> GIVEN INFORMATION
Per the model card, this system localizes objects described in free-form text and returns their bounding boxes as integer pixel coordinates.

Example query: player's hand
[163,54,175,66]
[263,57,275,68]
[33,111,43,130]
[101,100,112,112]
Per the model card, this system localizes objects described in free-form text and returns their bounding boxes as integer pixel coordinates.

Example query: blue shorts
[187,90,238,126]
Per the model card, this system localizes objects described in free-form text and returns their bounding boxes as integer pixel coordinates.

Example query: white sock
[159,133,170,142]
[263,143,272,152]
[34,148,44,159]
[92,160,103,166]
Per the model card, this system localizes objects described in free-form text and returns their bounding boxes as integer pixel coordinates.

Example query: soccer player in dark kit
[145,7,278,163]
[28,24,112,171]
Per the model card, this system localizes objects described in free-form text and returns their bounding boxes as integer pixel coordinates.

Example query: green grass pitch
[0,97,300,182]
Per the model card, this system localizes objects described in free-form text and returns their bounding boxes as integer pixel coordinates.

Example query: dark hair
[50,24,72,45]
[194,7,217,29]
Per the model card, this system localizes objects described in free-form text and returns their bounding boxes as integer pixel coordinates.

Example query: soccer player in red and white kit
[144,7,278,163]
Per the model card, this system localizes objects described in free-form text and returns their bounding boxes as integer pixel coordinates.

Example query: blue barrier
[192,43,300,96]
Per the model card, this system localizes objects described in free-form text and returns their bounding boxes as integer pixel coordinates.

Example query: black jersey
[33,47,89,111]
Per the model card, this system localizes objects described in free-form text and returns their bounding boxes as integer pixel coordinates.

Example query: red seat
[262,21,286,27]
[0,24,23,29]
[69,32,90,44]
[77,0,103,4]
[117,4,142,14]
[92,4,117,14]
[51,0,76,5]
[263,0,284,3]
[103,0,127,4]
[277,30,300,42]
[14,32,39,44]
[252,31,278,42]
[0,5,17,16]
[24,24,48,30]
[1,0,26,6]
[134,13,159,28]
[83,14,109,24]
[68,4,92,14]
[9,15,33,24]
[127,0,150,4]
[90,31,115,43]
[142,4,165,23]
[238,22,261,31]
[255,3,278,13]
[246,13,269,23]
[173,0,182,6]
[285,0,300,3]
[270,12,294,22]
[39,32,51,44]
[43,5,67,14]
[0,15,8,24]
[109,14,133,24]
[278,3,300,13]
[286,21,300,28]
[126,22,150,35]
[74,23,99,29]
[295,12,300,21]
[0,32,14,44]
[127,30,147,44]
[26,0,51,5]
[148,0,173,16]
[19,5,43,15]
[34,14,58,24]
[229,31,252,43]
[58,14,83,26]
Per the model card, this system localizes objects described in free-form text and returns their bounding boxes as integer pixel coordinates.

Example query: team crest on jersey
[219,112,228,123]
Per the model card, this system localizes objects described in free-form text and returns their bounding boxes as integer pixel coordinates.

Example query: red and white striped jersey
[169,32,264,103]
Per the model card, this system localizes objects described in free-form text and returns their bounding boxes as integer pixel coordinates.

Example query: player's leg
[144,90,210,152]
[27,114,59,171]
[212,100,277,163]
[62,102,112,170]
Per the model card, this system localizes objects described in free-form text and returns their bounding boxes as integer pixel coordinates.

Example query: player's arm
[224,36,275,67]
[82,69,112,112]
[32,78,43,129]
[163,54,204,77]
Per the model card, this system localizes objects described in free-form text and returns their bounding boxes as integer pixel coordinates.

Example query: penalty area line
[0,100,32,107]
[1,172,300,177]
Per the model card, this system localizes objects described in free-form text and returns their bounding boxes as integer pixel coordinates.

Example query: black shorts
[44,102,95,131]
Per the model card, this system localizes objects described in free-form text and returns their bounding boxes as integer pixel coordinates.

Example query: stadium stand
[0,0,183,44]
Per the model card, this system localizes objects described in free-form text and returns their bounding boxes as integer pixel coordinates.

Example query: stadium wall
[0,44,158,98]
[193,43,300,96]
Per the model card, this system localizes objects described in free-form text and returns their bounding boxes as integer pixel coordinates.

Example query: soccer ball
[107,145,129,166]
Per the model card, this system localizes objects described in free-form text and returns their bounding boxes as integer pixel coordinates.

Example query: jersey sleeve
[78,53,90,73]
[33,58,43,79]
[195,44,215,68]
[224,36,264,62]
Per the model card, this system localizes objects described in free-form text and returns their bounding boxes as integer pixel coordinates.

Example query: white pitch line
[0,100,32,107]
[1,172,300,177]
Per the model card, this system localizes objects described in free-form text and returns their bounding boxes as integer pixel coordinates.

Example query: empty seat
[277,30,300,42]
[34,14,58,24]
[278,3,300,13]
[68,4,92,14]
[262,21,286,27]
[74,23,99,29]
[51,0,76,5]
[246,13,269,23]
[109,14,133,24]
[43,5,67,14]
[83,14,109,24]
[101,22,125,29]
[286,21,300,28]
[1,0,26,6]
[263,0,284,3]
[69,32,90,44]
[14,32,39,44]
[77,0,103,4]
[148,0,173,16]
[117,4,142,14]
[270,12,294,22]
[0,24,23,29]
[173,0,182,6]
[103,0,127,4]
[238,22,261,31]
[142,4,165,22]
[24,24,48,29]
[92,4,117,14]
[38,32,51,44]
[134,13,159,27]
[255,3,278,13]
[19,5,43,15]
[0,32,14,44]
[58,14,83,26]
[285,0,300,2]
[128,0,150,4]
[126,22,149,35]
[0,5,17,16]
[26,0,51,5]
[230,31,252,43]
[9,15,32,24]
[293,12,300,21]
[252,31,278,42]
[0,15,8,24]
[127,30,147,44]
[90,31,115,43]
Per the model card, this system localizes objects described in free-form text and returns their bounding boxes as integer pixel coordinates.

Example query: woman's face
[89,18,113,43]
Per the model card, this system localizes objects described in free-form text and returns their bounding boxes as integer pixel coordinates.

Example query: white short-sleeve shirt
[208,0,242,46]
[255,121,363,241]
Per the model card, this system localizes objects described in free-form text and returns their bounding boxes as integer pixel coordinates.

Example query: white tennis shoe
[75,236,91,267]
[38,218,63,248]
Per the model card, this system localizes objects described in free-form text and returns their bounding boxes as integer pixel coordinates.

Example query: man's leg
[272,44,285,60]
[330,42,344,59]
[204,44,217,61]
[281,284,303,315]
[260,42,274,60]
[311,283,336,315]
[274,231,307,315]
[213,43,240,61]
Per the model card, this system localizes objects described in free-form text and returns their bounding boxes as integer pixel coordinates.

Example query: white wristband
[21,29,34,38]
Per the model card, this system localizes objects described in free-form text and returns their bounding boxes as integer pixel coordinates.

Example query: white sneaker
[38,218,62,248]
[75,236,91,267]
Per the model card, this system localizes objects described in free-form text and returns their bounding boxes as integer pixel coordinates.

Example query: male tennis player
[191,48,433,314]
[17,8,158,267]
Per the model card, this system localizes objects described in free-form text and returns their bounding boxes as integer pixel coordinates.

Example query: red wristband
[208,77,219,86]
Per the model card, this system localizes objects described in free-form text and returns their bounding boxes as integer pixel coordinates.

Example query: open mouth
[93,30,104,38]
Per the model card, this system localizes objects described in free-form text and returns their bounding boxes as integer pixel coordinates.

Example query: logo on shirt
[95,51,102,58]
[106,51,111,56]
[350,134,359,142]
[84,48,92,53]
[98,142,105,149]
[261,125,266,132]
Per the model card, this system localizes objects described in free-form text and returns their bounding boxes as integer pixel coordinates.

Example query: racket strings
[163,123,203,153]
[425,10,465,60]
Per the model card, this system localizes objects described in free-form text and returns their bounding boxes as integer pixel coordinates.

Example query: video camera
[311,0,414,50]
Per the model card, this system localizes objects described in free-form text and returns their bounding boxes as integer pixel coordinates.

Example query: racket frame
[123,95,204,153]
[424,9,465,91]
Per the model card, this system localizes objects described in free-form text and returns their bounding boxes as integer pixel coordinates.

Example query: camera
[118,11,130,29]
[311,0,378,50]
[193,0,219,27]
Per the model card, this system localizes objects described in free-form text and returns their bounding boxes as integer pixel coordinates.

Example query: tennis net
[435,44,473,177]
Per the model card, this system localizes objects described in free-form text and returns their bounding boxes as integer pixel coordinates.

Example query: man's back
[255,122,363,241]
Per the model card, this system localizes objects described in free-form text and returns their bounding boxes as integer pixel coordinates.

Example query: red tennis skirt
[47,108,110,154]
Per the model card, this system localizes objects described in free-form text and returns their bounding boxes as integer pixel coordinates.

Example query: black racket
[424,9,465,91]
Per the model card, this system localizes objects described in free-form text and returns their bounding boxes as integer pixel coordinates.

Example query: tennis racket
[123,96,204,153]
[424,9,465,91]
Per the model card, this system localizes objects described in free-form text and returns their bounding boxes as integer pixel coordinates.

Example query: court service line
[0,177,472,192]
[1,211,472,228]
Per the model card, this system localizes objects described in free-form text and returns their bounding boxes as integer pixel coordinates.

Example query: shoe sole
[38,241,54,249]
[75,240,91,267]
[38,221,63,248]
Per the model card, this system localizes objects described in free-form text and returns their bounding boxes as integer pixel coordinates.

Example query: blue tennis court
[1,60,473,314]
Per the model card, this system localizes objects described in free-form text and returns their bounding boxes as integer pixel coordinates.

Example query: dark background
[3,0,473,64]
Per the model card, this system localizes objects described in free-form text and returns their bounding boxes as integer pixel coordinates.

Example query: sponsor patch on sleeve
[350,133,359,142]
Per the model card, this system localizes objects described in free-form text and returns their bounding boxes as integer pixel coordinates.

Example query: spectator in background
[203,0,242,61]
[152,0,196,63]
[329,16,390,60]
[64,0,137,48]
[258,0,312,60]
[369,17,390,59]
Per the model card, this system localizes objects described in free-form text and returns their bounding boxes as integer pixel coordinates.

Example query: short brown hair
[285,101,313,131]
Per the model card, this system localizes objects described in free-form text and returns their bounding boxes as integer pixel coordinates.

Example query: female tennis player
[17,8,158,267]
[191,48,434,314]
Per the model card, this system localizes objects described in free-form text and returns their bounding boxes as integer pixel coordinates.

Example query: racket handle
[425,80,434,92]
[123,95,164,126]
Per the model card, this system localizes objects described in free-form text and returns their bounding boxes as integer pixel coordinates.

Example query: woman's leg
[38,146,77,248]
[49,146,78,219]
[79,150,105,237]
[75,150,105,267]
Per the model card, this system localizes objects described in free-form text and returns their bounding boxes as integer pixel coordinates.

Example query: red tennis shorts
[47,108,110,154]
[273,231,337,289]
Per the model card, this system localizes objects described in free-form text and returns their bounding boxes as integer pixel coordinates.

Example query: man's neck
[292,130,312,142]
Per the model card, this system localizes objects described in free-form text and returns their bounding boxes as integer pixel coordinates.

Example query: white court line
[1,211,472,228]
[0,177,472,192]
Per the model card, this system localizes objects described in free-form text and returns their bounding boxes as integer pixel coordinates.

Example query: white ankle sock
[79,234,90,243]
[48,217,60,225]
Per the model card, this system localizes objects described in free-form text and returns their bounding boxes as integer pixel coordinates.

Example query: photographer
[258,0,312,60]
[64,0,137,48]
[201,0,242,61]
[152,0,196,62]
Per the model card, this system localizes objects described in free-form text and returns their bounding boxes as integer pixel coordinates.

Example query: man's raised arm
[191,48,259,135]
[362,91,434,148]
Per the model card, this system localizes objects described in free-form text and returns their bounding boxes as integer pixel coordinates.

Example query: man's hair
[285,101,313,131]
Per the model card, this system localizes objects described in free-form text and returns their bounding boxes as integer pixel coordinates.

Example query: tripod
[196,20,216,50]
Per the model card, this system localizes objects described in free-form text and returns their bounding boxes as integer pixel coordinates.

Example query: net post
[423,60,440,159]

> TASK DETAILS
Please retype the records above starting with the line that contains "Example query: white ankle sock" and stopping after the last line, changing nothing.

> OUTPUT BELOW
Example query: white ankle sock
[79,234,90,243]
[48,217,60,225]
Per the model card, this system localizes objects described in free-form text and returns their bounding boxes as integer pixel coordinates.

Example query: photographer
[258,0,312,60]
[64,0,137,48]
[201,0,242,61]
[152,0,196,62]
Per the model card, this system localizes objects described in free-form text and returns their bounding boxes as integer pixel coordinates.

Example query: man's raised arm
[191,48,259,135]
[362,91,434,148]
Per the model card, this system localizes objects described in free-form text and returns their bounding boxes as integer pixel coordinates.

Example query: man's hair
[285,101,313,131]
Per the model card, this system localizes objects described in free-form text and returns their bounding boxes as integer pixel coordinates.

Example query: tripod
[196,20,216,50]
Per the model card, this system localizes objects described in free-form text and returns their bounding boxes as integer pixel coordinates.

Example query: net post
[423,60,440,159]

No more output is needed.